### TASK TO CARRY OUT
Below is a set of entries. Print the line that contains "Pin the beach vegetation, one" and every later line word for word, through the final one.

= = = = =

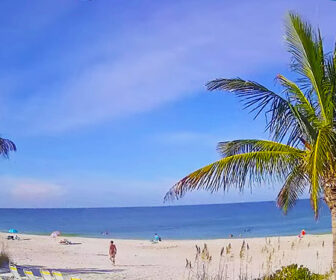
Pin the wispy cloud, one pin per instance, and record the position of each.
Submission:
(187, 138)
(28, 192)
(126, 64)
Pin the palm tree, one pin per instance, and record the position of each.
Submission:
(6, 146)
(301, 152)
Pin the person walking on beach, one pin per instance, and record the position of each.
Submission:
(113, 252)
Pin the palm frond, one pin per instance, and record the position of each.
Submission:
(320, 160)
(294, 186)
(238, 169)
(230, 148)
(6, 146)
(307, 57)
(279, 117)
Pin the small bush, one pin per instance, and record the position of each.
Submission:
(4, 258)
(295, 272)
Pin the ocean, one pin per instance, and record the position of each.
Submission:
(255, 219)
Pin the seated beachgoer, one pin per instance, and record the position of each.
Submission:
(65, 242)
(156, 238)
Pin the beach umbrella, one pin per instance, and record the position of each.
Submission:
(54, 234)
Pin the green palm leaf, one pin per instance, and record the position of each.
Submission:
(237, 169)
(6, 146)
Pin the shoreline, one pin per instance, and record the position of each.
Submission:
(70, 235)
(141, 259)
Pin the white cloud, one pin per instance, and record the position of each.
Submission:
(28, 191)
(132, 66)
(187, 138)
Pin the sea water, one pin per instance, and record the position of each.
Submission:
(170, 222)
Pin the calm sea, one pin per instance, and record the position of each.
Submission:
(172, 222)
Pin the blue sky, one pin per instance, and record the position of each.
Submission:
(106, 100)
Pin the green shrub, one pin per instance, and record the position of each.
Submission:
(295, 272)
(4, 257)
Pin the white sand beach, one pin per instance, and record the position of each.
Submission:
(140, 259)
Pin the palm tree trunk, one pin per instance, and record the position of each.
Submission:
(330, 198)
(333, 226)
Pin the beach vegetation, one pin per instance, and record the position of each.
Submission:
(4, 257)
(300, 152)
(295, 272)
(202, 267)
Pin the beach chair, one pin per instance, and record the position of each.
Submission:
(29, 274)
(46, 275)
(57, 275)
(15, 273)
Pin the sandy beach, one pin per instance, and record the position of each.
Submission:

= = = = =

### TASK OUTPUT
Pin the beach vegetation, one pin per instance, and record the position of each.
Submission:
(4, 257)
(300, 152)
(295, 272)
(202, 267)
Pin the beach chair, one pin per instance, and record the position of each.
Submission:
(29, 274)
(46, 275)
(57, 275)
(15, 273)
Pin the sandy beach, one pin per instance, and record the position of each.
Submission:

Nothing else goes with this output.